[Records of labeled points]

******

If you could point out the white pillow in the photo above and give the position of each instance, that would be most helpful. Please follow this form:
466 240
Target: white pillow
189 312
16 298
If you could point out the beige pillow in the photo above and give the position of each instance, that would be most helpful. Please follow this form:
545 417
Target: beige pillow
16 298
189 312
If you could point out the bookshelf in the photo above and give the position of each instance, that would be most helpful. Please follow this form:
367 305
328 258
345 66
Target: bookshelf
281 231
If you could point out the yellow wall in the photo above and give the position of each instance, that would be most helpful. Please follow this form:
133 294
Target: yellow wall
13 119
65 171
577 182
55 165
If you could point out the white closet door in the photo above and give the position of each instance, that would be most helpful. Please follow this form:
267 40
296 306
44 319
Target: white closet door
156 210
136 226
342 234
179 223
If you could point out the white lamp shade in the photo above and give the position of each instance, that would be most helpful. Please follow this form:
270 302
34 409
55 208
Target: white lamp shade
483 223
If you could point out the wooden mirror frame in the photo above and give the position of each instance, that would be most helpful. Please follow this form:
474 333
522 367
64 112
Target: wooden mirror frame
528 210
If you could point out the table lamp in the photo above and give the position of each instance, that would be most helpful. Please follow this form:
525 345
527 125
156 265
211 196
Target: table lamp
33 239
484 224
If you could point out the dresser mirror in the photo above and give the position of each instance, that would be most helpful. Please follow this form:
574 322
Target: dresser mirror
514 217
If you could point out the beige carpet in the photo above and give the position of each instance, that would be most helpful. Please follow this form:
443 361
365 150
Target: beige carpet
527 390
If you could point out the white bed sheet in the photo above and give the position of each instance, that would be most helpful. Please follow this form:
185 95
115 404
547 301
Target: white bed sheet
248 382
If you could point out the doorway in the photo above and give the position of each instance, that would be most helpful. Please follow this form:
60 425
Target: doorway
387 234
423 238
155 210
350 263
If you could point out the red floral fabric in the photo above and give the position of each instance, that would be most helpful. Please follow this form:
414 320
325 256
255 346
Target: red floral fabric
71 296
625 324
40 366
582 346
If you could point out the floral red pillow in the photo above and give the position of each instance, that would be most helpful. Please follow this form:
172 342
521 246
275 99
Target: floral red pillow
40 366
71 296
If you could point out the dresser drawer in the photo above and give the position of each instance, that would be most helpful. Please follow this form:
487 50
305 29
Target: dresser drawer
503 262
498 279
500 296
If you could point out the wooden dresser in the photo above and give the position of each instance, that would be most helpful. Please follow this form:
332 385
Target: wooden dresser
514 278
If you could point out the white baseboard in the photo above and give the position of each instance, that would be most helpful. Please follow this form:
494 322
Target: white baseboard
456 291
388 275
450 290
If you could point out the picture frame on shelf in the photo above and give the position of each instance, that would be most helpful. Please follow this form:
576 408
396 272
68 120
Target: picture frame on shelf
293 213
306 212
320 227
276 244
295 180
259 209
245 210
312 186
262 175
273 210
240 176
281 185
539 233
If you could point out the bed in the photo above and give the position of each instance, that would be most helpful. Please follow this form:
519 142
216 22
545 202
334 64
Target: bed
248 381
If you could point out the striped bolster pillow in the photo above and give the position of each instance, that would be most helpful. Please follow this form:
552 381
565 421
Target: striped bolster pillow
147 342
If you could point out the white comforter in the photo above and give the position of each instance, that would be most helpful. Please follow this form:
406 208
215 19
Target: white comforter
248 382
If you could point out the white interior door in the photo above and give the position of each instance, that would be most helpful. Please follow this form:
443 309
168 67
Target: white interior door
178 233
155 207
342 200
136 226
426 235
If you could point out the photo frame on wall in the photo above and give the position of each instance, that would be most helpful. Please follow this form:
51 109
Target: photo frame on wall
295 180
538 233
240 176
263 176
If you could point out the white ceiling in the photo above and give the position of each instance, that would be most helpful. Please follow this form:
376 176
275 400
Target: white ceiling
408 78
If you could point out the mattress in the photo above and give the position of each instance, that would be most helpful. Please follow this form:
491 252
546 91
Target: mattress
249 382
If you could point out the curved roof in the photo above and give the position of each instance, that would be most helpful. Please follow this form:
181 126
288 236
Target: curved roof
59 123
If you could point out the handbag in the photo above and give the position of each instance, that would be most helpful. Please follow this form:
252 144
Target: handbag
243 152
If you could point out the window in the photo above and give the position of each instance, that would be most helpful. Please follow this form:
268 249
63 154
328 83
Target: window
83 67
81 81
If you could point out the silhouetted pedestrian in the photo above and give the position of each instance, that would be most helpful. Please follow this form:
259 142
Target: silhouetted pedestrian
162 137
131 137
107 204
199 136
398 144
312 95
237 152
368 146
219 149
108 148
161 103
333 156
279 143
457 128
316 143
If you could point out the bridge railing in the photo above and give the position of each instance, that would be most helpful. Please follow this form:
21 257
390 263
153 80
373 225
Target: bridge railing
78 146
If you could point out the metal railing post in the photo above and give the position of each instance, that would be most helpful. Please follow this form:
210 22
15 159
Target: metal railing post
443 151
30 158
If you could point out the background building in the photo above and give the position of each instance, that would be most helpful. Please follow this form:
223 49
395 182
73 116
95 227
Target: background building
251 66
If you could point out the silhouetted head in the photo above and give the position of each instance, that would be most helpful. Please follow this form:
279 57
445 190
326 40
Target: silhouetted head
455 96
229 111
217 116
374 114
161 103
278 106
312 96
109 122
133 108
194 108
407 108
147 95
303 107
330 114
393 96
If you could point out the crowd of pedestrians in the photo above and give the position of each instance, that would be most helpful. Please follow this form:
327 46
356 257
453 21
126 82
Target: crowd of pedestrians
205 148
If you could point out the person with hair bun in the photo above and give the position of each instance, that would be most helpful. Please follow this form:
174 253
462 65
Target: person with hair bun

******

Print the listing above in full, exactly as it is.

Result for this task:
If you could point out the white pillow in the photo above and give the position of each instance, that would be most helpful. Please follow this form:
466 240
Target: white pillow
189 312
16 298
If you could point out the beige pillow in the photo above and give the position of each instance, that would be most helpful. Please follow this form:
545 417
Target: beige pillow
16 298
189 312
If you could point out the bookshelf in the photo above and give the position of each instance, that would be most helpful. Please follow this form:
367 305
328 258
345 66
Target: bookshelf
281 231
If you could point out the yellow wall in the photo above and give the position of each instance, that would be most helpful. Please follow this form:
133 294
Target: yellow wall
13 119
65 171
577 182
55 165
If you could point out the white closet door in the photo above and give the position of each instance, that would be most helpful. Please follow this form:
267 40
296 306
44 319
Target: white closet door
156 210
136 226
342 234
179 223
If you could point out the white lamp shade in the photo above and give the position of each instance, that would be most helpful. Please follow this form:
270 302
34 409
55 208
Target: white lamp shade
483 223
If you could point out the wooden mirror frame in the photo above and give the position of each instance, that would be most helpful. Please follow this form:
474 333
522 367
64 112
Target: wooden mirror frame
528 210
If you could point out the table lamp in the photo above and give the position of each instance, that would be most helpful. Please follow this form:
525 345
527 125
156 265
211 196
Target: table lamp
33 239
484 224
If you could point out the dresser mirror in the photo above and give the position of each instance, that would be most helpful. Please follow this form:
574 322
Target: dresser mirror
514 217
If you could point out the beige carpet in the photo above and give the position of each instance, that would be most helpful. Please follow this form:
443 361
365 150
Target: beige carpet
527 390
If you could point out the white bed sheet in the photo above and give the position of each instance, that would be most helpful. Please follow this form:
185 95
115 404
547 301
Target: white bed sheet
248 382
If you could point out the doorway in the photo above and give the position of each instance, that would be most helpful. Please follow this form:
60 425
Target: doorway
387 234
423 238
155 210
350 263
If you could point out the red floral fabric in the photo above and give the position of each instance, that would be most helpful. Please follow this form:
414 320
325 256
255 346
Target: red floral fabric
71 296
625 324
40 366
582 346
If you could point out the floral red pillow in the photo above and give the position of each instance, that would be most helpful. Please follow this form:
172 342
521 246
275 99
Target: floral red pillow
40 366
71 296
If you could point out the dresser drawer in the photo above and give the position of each instance, that would be most helpful. Please follow this form:
487 50
305 29
Target: dresser drawer
503 262
498 279
500 296
If you could point out the wooden dresser in the photo above and give the position of each instance, that would be most helpful. Please follow this form:
332 385
Target: wooden dresser
514 278
If you could point out the white baseboard in the photo above and give the position of each instance, that would be most helpful. Please follow this form:
494 322
Target: white baseboard
456 291
388 275
450 290
If you could point out the picture frame on shelf in the photo above and give the position of each instance, that would be most helpful. Please follow this form:
576 408
396 272
68 120
Target: picture frame on shelf
293 213
306 212
320 227
276 244
295 180
259 209
245 210
312 186
262 175
273 210
240 176
281 185
539 233
If you could point out the bed in the photo above and give the position of each instance, that would be most helpful. Please follow this form:
519 142
216 22
545 202
334 64
Target: bed
248 381
If you could point out the striped bolster pillow in the photo above and give the position of each instance, that would be most helpful. Please follow this form:
552 381
565 421
Target: striped bolster pillow
147 342
If you could point out the white comforter in the photo above and give the position of each instance, that would be most helpful. Please follow this form:
406 208
215 19
Target: white comforter
248 382
If you could point out the white interior door in the photo above and give the position of each instance, that would be most helpful. Please follow this form:
443 309
168 67
Target: white interior door
178 233
155 207
342 200
136 226
426 235
If you could point out the photo frame on wall in the photo above and give the position of each instance, that would be most helpful. Please follow this form:
51 109
Target: photo frame on wall
295 180
538 233
240 176
263 176
If you could point out the white ceiling in the photo above and give the position of each instance, that would be most helpful. Please follow this form:
376 176
275 400
Target: white ceiling
408 78
If you could point out the mattress in the photo above and give the position of each instance, that would be most helpful. Please follow this form:
491 252
546 91
Target: mattress
249 382
If you could point out the curved roof in the photo above and give the position of each instance, that would be most helpful. Please follow this form:
181 126
288 236
Target: curved roof
59 123
If you could point out the handbag in the photo above and give the position of each instance, that would be most helpful. Please follow this form:
252 144
Target: handbag
243 152
If you could point out the window in the photo above and give the position of each instance, that would be most helpful. Please follow this form:
268 249
63 154
328 83
Target: window
83 67
81 81
If you could point out the silhouetted pedestrian in the photo above and give the position of each instance, that would be most helpful. Please follow this form:
259 142
Target: silhouetted pedestrian
162 137
131 137
107 204
199 136
398 144
312 95
237 152
368 146
219 149
108 148
161 103
333 156
279 143
457 128
316 143
If you could point out the bridge railing in the photo above and give the position of each instance, that would be most helpful. Please follow this form:
21 257
390 263
153 80
373 225
Target: bridge railing
78 146
If you could point out the metal railing post in the photo above and give the position of each instance, that would be most helpful. Please follow this form:
210 22
15 159
Target: metal railing post
443 151
30 158
If you could point out the background building in the photo above and give the position of each instance, that would be most helpful. Please follow this form:
223 49
395 182
73 116
95 227
Target: background building
251 66
If you could point out the silhouetted head in the photo above and give the position of each instance, that would be most helpful. Please follow this form:
279 57
445 190
326 40
Target: silhouetted head
455 96
229 111
217 116
374 114
161 103
278 106
312 96
109 122
133 108
194 108
407 108
147 95
303 107
330 114
393 96
If you could point out the crowd of pedestrians in the photo above and give the position of each instance, that would be most helpful. Please follow this form:
327 46
356 257
453 21
126 82
Target: crowd of pedestrians
205 148
If you could point out the person with hair bun in the photo above and give the position of each instance, that would be most helpful. Please follow this form:
174 253
462 65
Target: person with hair bun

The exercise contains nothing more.